---------- EXERCISE DATA

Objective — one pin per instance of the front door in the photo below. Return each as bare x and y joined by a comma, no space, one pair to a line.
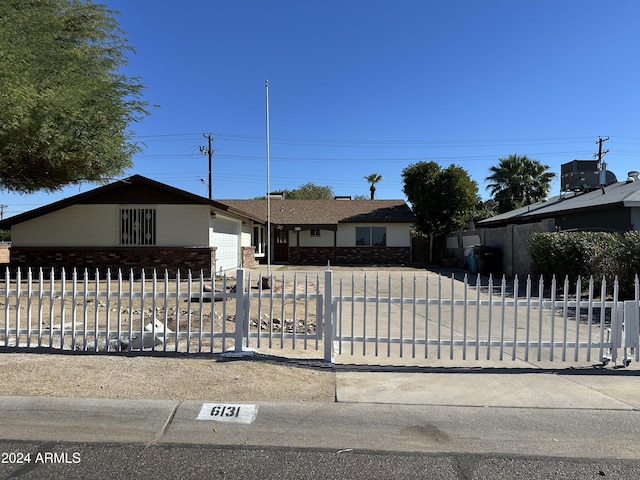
281,251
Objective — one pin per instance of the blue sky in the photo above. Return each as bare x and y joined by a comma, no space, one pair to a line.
363,86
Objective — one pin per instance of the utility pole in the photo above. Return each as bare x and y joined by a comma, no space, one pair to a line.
208,151
601,153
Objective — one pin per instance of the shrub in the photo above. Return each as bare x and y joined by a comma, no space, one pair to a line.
588,254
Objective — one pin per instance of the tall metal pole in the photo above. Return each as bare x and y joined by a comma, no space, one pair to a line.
209,151
268,186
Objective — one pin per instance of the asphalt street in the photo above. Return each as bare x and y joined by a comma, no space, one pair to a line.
171,461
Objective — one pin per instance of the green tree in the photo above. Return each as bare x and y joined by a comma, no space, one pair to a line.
373,179
309,191
518,181
65,105
443,200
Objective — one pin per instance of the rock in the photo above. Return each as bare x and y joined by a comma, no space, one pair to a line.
114,343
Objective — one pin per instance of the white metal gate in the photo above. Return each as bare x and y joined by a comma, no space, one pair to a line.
360,317
226,238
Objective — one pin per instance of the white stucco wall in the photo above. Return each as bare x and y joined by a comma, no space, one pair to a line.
97,226
635,218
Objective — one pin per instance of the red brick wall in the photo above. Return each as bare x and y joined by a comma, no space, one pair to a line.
4,252
159,258
350,255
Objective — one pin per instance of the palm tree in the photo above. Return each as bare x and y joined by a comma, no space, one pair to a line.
373,179
518,181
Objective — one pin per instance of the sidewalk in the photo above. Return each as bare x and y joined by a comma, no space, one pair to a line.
573,414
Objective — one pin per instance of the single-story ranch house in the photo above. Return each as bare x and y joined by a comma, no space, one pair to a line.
139,223
340,231
131,223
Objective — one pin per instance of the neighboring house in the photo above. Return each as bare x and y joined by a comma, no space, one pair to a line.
339,231
613,207
133,223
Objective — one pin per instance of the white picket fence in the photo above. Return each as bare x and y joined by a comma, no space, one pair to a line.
343,314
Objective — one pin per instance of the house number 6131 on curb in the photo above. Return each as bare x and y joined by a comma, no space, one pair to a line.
225,411
220,412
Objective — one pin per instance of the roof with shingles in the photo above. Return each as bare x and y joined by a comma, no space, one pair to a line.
620,194
327,212
135,189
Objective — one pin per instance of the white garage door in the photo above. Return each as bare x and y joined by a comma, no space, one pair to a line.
225,238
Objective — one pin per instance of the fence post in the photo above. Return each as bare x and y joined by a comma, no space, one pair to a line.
328,315
239,329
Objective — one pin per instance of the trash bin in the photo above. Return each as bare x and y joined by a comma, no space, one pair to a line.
489,260
470,255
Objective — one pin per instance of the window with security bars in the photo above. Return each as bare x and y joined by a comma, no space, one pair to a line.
137,226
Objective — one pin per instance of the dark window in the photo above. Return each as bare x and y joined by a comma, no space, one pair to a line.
371,236
137,226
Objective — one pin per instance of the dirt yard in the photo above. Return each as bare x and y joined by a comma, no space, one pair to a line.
214,378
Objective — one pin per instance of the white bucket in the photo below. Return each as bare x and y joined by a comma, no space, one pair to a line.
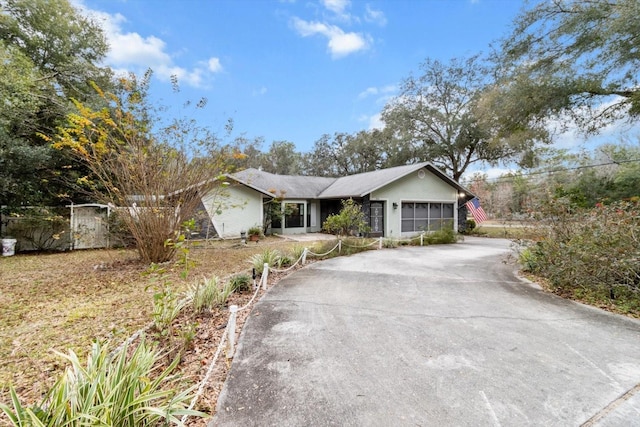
9,247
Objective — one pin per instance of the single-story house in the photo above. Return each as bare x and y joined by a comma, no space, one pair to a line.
398,202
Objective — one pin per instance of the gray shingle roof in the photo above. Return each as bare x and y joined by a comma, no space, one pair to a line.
313,187
364,183
289,186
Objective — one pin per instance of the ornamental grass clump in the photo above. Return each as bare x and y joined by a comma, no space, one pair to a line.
208,294
112,389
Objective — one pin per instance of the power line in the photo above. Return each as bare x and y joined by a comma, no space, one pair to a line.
550,172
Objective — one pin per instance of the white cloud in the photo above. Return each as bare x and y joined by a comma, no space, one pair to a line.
340,44
214,65
375,16
373,122
338,7
131,52
374,91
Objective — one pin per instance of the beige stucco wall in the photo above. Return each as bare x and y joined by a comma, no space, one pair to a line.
239,208
412,188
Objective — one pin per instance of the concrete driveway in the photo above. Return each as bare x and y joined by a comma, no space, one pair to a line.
429,336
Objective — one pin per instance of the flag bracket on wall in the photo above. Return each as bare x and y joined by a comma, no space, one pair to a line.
478,214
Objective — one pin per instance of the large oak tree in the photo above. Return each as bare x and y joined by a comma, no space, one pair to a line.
573,59
445,116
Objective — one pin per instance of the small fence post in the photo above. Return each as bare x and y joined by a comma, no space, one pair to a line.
232,330
265,275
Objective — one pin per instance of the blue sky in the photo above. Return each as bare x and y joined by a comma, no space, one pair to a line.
296,69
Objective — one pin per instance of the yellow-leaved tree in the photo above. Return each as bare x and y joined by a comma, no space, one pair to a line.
153,169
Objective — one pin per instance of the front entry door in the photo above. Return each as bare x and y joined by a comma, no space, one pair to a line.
376,219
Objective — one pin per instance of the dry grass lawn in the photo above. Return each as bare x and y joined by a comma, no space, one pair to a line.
66,300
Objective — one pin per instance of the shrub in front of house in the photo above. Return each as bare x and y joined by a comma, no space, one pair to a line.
268,256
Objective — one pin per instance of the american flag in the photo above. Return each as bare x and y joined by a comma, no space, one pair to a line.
477,212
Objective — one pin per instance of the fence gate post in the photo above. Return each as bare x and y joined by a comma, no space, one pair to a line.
232,330
265,275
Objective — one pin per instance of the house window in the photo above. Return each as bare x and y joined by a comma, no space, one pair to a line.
294,217
426,216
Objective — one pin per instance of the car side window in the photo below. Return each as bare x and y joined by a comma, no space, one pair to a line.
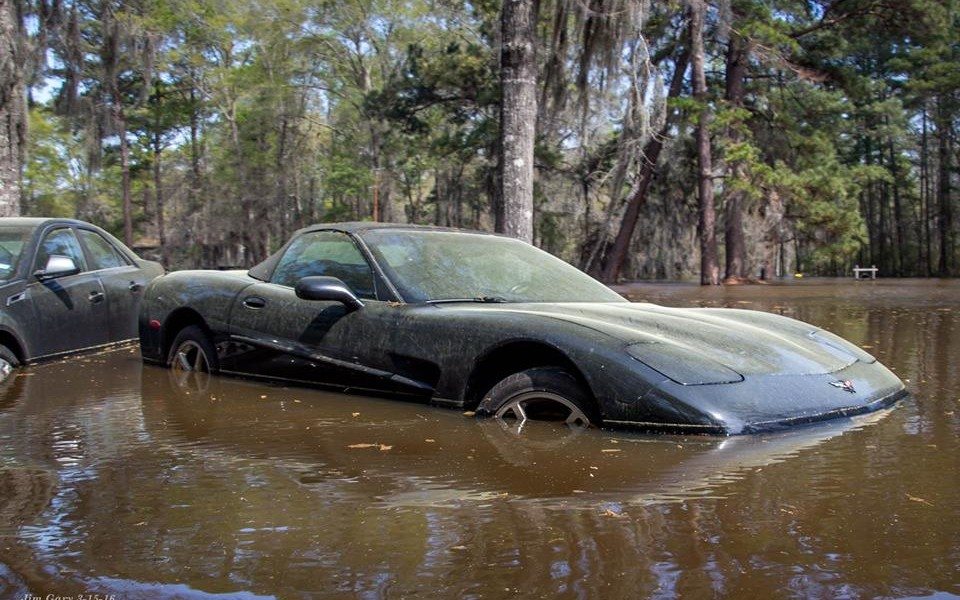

--------------------

→ WHAT NEEDS TO BE DONE
Skip the pictures and write out exactly the lines from the line containing "Objective — one pin per instance of the fence gate" through the end of the listing above.

→ WRITTEN ANSWER
Objective — one pin per instance of the fence gate post in the photo above. Return each as bare x and y joined by a comma, no space, one pair to a line.
232,330
265,275
Objective — one pin per instance of the house window in the photo above. Return each as bare x and y joined by a comma, no space, one pair to a line.
294,217
426,216
Objective — one pin per instance of the car side window in the photo below. Return each as bare x and y joined by a comma, no space, one pair to a line.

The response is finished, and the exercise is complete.